------ Records supplied
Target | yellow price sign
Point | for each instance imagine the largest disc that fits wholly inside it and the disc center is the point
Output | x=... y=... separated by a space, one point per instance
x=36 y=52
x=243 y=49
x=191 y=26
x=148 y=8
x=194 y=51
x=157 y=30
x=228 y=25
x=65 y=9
------------
* Problem details:
Reproduce every record that appears above, keeping the wording exact.

* Exercise output:
Target | yellow price sign
Point | for each instance imagine the largest disc that fits wholly inside it and the disc center is the point
Output | x=... y=... separated by a space, one point per instance
x=36 y=52
x=243 y=49
x=191 y=26
x=148 y=8
x=194 y=51
x=157 y=30
x=228 y=25
x=65 y=9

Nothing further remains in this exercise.